**SUPPLIED TEXT:**

================================

Monday, January 18, 2010

Meditating on the elliptical?


26 "Therefore I run thus: not with uncertainty. Thus I fight: not as one who beats the air. 27 But I discipline my body and bring it into subjection, lest, when I have preached to others, I myself should become disqualified."

~1 Corinthians 9:26-27


Today I tried combining two things I want to make a daily part of my life: exercise and scripture memory & meditation. Usually when I run or work out, I want music to keep me upbeat and keep up my pace; and I did put on some KT Tunstall at about a mile and a half to pump up my energy. :) But today for the first half of my workout I kept my (bright neon!) index cards with Psalm 119:1-16 written on them in front of me.

Like mediating on a certain passage while I run, memorizing turns my heart to Jesus, who bore the greatest suffering for me and submitted His body even to death. I'm beginning to find that meditating and memorizing give me the motivation I need to keep going, to discipline my body.

"He who has suffered in the flesh has ceased from sin...." Not that I think a tough hill at mile three is really what Paul means, but I do really think that the more disciplined my body is and the less I listen to its desires, the more willing I will be to deny myself and listen to Jesus. If I can keep running when I feel completely out of strength, maybe someday I will keep going when it means much more than a good workout. If I can persevere through the temptation of an order of french fries or a cold coca-cola, I will be more able to deny other temptations that come my way.

Ultimately I want my dedication to fitness to be a reflection and outpouring of my love for Jesus. I want to carry around in me the death of Jesus, proclaiming it till He comes, and identify with His death. I also want to take good care of the body and life He gave me to use, and I can do that by being healthy.

"So whether you eat or drink, or whatever you do, do it all for the glory of God."

Sunday, January 17, 2010

All I Need Is A Sunlit Garret.


Over the past year I have turned into a writer. Almost a real writer.

(I'm not sure what that means. At least I get paid for it.)

Here I sit at my desk, the fading light of Sunday sunshine behind me, typing away; I have my notebook on one side, my coffee on the other, thinking up vibrant verbs and snappy headlines.

I think in leads, nutgraphs, and catchy endings. I file away quotes as if I were using them later. When did this happen? I mean, I've always written silly stories with crazy characters and sent them to my best friend to read. My makeshift closet is full of notebooks. But when did this turn into my job and my and future?

Not that it pays much- that's why I need a romantic little garret somewhere. I have to be able to keep it warm with a tiny wood stove and stock my mini-fridge like a college student, so I don't starve while I track down impossible-to-find sources and start writing breaking news stories thirty minutes before they're due.

But boy, do I love it.

Saturday, January 16, 2010

Tea.

================================

**WORK REQUIRED:**
Put this sentence from the blog posts above into Spanish: "I file away quotes as if I were using them later."

**DATASET:**
================================

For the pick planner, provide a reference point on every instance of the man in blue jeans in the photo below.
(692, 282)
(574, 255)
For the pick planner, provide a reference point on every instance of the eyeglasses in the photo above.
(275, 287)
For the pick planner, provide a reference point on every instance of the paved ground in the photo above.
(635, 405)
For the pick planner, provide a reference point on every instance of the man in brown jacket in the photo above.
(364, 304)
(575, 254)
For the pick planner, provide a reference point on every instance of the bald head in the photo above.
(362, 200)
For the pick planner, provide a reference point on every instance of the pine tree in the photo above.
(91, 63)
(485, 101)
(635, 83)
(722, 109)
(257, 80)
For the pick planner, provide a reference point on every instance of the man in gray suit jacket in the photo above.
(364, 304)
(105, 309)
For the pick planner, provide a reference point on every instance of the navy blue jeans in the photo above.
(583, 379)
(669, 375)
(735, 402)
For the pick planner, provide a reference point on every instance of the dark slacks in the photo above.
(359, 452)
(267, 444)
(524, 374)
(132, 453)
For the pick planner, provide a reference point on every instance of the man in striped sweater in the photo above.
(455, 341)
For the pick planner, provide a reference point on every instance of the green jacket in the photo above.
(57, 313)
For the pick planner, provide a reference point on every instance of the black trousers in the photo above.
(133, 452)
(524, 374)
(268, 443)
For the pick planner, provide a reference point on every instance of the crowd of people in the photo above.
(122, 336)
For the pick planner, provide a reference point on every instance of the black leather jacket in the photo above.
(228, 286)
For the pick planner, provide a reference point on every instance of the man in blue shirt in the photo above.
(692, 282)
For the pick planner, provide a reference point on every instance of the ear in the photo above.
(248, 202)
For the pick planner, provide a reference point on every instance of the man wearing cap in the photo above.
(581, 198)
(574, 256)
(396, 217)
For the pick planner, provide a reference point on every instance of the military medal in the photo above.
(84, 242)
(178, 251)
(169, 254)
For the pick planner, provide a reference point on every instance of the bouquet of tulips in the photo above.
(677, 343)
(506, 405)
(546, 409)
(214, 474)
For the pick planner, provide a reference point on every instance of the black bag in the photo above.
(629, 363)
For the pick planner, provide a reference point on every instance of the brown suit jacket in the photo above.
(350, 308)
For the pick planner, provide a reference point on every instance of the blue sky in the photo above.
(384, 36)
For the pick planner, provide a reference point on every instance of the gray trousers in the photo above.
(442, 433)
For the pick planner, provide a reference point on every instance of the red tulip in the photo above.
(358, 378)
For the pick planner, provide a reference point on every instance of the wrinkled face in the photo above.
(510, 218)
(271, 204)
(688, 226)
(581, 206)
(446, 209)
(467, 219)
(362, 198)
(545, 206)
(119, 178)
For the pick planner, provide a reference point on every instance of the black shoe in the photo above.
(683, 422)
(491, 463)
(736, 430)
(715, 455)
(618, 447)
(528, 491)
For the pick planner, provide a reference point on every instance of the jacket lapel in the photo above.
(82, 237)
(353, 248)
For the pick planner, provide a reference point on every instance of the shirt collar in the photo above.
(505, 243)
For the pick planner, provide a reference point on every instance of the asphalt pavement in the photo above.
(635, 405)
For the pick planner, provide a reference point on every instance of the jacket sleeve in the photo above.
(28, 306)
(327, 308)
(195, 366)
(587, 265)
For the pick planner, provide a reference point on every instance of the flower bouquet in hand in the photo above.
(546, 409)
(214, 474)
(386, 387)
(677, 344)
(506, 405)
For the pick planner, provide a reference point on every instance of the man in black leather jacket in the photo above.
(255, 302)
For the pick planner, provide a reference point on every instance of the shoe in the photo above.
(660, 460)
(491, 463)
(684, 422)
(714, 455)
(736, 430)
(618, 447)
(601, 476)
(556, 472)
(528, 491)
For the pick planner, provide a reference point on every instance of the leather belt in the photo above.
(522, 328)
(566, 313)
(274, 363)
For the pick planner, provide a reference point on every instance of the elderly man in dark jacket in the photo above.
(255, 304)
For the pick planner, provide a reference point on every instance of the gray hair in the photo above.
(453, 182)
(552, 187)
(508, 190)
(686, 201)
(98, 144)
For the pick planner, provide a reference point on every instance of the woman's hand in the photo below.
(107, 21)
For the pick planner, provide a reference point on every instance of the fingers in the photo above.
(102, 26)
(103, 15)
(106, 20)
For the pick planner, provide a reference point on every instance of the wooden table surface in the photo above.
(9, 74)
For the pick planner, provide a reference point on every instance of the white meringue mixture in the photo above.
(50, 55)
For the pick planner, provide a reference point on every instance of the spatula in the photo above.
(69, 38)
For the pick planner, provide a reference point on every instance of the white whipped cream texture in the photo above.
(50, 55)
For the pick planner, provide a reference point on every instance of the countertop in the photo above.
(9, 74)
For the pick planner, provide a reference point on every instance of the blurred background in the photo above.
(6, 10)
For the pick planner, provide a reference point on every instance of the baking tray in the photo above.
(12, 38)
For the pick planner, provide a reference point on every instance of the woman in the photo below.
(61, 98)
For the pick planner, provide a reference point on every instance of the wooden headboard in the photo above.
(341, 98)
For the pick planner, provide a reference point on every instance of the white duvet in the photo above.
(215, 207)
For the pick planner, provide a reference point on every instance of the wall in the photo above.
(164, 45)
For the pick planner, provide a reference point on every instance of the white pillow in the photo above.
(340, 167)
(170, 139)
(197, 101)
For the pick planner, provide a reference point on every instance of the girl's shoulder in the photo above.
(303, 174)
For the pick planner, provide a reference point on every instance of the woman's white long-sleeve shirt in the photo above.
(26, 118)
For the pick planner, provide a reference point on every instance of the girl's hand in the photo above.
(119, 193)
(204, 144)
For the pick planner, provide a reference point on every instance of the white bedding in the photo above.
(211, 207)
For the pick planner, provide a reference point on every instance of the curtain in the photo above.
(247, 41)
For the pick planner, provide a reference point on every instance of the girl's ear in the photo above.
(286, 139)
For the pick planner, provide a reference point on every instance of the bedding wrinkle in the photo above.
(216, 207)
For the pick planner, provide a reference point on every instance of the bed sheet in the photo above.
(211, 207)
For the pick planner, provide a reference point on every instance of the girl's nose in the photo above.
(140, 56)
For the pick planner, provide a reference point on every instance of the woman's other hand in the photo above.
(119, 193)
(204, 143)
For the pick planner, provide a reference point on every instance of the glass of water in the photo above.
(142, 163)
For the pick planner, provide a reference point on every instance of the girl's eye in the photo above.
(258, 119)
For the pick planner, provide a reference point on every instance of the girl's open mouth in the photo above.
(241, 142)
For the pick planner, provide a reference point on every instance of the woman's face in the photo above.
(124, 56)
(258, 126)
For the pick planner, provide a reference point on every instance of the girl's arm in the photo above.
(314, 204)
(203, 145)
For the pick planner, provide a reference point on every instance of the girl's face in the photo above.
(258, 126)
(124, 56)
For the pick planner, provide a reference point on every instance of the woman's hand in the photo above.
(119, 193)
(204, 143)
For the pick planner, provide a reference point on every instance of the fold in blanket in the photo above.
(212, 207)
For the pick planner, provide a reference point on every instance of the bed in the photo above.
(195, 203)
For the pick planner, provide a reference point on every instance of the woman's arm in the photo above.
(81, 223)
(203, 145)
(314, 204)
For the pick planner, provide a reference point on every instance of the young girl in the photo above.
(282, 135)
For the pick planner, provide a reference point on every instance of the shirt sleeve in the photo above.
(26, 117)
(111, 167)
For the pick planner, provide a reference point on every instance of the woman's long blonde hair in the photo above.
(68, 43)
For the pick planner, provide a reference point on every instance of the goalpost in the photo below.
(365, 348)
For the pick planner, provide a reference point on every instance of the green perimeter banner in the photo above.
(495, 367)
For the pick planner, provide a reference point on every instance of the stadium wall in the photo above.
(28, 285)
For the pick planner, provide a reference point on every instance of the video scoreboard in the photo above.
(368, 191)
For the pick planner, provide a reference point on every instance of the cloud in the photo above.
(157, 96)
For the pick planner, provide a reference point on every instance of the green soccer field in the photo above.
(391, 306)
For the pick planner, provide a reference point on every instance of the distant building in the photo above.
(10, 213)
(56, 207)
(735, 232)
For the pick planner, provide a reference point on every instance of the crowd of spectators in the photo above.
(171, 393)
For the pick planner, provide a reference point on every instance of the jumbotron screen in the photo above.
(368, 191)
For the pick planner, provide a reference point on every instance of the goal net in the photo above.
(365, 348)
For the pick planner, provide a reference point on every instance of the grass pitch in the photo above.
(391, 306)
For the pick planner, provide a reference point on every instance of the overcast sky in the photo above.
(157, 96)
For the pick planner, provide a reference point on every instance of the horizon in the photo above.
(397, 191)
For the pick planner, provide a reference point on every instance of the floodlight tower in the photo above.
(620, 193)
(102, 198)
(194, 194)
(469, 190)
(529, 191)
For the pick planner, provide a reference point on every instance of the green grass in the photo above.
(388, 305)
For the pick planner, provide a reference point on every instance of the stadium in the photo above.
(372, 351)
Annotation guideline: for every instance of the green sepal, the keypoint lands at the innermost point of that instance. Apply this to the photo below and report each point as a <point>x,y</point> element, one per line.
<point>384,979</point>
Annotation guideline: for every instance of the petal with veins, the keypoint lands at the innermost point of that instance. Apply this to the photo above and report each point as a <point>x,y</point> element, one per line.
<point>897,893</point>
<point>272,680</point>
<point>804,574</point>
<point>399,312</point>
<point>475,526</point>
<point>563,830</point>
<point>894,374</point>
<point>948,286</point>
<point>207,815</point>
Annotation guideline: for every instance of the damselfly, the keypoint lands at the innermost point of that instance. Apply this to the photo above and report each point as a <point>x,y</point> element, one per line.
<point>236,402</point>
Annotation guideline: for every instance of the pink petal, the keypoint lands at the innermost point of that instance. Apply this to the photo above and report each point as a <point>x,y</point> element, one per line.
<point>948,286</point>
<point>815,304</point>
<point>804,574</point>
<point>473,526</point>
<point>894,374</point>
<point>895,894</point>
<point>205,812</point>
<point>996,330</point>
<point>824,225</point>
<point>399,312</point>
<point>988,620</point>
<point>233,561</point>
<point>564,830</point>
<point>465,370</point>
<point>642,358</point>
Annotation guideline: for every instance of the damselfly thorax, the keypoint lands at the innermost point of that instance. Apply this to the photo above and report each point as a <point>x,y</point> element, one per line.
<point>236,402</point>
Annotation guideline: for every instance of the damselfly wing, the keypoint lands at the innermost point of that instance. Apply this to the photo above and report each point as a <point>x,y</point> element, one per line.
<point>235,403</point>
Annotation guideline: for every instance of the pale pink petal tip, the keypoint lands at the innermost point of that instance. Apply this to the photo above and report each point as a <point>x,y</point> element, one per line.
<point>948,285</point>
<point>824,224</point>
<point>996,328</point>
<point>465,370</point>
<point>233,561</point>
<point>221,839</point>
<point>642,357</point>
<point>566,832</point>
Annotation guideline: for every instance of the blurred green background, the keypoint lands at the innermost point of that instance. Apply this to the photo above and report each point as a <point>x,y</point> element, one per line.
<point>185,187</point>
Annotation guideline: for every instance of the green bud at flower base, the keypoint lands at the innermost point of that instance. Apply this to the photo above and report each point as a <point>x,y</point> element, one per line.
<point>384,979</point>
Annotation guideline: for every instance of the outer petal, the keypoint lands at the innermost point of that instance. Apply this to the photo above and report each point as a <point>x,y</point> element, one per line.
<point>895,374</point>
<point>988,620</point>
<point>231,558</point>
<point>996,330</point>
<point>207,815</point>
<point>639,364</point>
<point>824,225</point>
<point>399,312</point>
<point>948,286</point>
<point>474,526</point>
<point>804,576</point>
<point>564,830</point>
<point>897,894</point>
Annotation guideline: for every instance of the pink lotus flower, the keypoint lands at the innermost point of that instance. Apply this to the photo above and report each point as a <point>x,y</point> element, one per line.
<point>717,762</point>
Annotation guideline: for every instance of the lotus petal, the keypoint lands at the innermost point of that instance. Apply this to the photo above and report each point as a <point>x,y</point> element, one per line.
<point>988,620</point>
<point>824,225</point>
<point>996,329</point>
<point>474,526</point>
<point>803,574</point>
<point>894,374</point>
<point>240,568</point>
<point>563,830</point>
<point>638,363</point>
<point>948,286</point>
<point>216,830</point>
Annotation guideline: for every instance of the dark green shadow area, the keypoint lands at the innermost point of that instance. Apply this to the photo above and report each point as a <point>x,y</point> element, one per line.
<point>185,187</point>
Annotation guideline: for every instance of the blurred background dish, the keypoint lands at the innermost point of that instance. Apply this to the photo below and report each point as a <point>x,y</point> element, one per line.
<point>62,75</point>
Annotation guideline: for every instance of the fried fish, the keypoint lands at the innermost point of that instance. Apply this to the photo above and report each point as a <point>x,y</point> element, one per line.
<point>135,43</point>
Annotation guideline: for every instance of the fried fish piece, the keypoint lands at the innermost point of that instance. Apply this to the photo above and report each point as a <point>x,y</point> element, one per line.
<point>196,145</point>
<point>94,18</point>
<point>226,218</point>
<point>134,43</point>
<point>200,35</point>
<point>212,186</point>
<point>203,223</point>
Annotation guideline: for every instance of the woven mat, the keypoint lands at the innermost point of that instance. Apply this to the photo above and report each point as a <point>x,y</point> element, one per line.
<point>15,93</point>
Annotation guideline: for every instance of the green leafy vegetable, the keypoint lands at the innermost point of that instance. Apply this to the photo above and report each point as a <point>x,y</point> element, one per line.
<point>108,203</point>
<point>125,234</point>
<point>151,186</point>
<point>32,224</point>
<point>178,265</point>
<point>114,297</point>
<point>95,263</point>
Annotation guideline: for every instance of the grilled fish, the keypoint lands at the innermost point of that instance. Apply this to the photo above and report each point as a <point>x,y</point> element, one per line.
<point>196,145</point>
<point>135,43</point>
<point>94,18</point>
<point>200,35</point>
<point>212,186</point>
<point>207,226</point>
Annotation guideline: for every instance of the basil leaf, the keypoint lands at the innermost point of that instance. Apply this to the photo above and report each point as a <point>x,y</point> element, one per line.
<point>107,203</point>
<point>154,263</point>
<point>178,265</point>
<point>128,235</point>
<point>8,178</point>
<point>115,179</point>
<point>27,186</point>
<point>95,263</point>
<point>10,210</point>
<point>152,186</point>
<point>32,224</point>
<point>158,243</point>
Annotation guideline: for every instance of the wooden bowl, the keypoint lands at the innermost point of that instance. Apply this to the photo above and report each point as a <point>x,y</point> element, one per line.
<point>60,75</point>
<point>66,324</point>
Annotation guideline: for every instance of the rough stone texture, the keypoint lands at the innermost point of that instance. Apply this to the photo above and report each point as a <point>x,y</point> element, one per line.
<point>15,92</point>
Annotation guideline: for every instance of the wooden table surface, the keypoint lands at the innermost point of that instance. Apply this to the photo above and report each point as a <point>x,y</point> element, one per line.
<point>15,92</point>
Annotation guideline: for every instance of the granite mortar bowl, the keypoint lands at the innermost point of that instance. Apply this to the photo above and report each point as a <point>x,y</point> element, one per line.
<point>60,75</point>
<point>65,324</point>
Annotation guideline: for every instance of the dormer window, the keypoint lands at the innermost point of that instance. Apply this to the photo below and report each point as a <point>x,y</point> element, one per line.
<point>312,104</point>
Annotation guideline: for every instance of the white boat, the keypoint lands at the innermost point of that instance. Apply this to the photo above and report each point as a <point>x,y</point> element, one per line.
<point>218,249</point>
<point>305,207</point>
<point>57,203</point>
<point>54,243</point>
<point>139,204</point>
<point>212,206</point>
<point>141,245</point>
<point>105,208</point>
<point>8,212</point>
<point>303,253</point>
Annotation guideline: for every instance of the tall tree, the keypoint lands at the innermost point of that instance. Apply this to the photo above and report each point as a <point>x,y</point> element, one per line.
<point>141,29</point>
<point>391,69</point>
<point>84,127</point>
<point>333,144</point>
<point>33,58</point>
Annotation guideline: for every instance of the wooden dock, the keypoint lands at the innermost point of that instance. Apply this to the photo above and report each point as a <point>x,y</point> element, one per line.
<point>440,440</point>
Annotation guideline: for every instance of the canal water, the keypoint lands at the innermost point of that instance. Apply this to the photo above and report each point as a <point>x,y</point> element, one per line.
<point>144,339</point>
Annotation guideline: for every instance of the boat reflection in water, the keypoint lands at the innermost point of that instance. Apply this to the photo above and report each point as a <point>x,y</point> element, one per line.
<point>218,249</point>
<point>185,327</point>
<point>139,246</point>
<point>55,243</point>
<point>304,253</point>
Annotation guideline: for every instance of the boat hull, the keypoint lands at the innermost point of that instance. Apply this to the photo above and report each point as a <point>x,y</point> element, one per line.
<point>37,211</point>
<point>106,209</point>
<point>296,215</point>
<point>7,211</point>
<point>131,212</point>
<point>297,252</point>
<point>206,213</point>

================================

**TASK RESPONSE:**
Guardo citas como si fuera a usarlas más tarde.